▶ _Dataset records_
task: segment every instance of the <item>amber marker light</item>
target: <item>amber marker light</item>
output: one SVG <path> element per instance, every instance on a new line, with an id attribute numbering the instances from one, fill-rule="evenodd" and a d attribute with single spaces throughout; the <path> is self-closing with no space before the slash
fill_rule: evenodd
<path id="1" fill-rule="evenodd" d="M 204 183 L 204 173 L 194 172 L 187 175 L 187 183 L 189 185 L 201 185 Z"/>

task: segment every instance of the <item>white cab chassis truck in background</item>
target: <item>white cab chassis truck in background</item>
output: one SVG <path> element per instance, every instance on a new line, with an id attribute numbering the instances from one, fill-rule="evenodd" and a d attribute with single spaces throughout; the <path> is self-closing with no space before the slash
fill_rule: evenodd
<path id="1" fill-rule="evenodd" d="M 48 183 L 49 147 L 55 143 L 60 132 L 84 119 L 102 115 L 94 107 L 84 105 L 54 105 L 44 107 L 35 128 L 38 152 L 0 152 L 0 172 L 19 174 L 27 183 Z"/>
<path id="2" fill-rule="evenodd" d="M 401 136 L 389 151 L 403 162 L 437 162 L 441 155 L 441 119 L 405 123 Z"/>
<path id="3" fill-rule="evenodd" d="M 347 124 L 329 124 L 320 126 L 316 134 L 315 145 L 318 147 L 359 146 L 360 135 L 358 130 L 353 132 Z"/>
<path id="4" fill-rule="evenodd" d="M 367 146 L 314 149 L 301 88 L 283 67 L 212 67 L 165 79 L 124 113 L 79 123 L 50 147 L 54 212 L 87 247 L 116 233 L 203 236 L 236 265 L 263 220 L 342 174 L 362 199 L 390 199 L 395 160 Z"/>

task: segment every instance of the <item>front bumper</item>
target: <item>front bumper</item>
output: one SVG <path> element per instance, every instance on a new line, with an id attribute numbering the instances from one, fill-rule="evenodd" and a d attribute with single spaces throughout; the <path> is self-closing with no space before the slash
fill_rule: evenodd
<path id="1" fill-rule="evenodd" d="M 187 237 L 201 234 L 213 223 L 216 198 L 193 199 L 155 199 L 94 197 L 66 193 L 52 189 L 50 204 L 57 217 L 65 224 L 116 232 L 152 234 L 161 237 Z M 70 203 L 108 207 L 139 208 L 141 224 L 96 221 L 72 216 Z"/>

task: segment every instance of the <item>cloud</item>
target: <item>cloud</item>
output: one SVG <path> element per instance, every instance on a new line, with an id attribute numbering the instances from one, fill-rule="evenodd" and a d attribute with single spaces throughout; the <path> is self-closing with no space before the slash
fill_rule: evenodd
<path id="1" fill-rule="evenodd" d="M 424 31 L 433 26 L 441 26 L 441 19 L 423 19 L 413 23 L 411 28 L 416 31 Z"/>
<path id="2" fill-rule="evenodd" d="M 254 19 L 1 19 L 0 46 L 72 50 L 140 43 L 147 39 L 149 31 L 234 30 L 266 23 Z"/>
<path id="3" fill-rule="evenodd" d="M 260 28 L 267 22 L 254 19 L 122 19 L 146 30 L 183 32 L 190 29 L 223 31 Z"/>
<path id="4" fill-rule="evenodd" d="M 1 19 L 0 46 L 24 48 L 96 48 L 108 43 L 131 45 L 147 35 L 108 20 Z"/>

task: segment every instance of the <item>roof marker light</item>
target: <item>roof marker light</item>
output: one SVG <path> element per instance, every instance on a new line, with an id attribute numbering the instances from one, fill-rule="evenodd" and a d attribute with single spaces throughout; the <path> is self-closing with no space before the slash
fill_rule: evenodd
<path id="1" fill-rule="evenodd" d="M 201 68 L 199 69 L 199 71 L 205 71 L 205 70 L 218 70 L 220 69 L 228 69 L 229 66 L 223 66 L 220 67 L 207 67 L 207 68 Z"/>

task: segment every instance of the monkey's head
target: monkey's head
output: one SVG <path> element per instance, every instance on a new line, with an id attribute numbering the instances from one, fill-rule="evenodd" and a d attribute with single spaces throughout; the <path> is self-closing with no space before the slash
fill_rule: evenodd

▶ _Directions_
Swap "segment" for "outline" throughout the records above, and reproduce them with everything else unchanged.

▶ _Answer to this task_
task: outline every instance of the <item>amber marker light</item>
target: <item>amber marker light</item>
output: one SVG <path> element per instance, every instance on a new line, with an id attribute numbering the instances from one, fill-rule="evenodd" and a d attribute with single spaces throughout; the <path> is self-closing with no space before the slash
fill_rule: evenodd
<path id="1" fill-rule="evenodd" d="M 204 183 L 204 173 L 194 172 L 187 175 L 187 183 L 189 185 L 201 185 Z"/>

task: outline every instance of the <item>white cab chassis truck in background</item>
target: <item>white cab chassis truck in background</item>
output: one SVG <path> element per instance, every instance on a new line, with an id attribute numbering the instances from one, fill-rule="evenodd" and a d attribute with single spaces throughout; the <path> is self-closing with no space before the slash
fill_rule: evenodd
<path id="1" fill-rule="evenodd" d="M 48 183 L 49 147 L 55 143 L 60 132 L 84 119 L 102 115 L 94 107 L 84 105 L 54 105 L 44 107 L 35 128 L 38 152 L 0 152 L 0 172 L 19 174 L 27 183 Z"/>
<path id="2" fill-rule="evenodd" d="M 401 136 L 389 151 L 403 162 L 437 162 L 441 155 L 441 119 L 405 123 Z"/>
<path id="3" fill-rule="evenodd" d="M 347 124 L 329 124 L 320 126 L 316 134 L 315 145 L 318 147 L 359 146 L 360 135 L 358 130 L 353 132 Z"/>
<path id="4" fill-rule="evenodd" d="M 367 146 L 314 149 L 301 88 L 283 67 L 212 67 L 165 79 L 124 113 L 79 123 L 50 147 L 54 212 L 87 247 L 116 233 L 203 236 L 236 265 L 263 220 L 342 174 L 362 199 L 390 199 L 395 160 Z"/>

task: outline every instance of the <item>front bumper</item>
target: <item>front bumper</item>
output: one SVG <path> element per instance, every instance on a new line, with an id attribute numbering the instances from one, fill-rule="evenodd" and a d attribute with single spaces throughout; the <path> is self-closing with no space before the slash
fill_rule: evenodd
<path id="1" fill-rule="evenodd" d="M 187 237 L 201 234 L 213 223 L 216 198 L 193 199 L 155 199 L 94 197 L 66 193 L 52 189 L 50 204 L 57 217 L 65 224 L 116 232 L 152 234 L 161 237 Z M 70 203 L 108 207 L 139 208 L 141 224 L 96 221 L 72 216 Z"/>

task: outline every instance of the <item>cloud</item>
target: <item>cloud</item>
output: one SVG <path> element per instance, every instance on a new line, with an id attribute numbering the instances from one, fill-rule="evenodd" and a d attribute with single spaces throughout; the <path> is self-closing with no space before the slash
fill_rule: evenodd
<path id="1" fill-rule="evenodd" d="M 424 31 L 433 26 L 441 26 L 441 19 L 423 19 L 413 23 L 411 28 L 416 31 Z"/>
<path id="2" fill-rule="evenodd" d="M 254 19 L 1 19 L 0 46 L 72 50 L 140 43 L 147 39 L 149 31 L 234 30 L 266 23 Z"/>
<path id="3" fill-rule="evenodd" d="M 260 28 L 267 22 L 254 19 L 122 19 L 146 30 L 183 32 L 190 29 L 223 31 Z"/>
<path id="4" fill-rule="evenodd" d="M 1 19 L 0 46 L 24 48 L 96 48 L 108 43 L 131 45 L 147 35 L 108 20 Z"/>

task: outline every instance of the <item>roof marker light</item>
target: <item>roof marker light</item>
output: one SVG <path> element per instance, every instance on a new line, with an id attribute numbering the instances from one, fill-rule="evenodd" and a d attribute with single spaces throughout; the <path> is self-closing with no space before the slash
fill_rule: evenodd
<path id="1" fill-rule="evenodd" d="M 201 68 L 199 69 L 199 71 L 205 71 L 205 70 L 218 70 L 220 69 L 228 69 L 229 66 L 223 66 L 220 67 L 207 67 L 207 68 Z"/>

task: outline every instance of the monkey's head
target: monkey's head
output: one SVG <path> element per instance, every instance on a new line, with an id attribute numbering the instances from one, fill-rule="evenodd" and a d attribute with single spaces throughout; the <path> is self-closing with no space before the slash
fill_rule: evenodd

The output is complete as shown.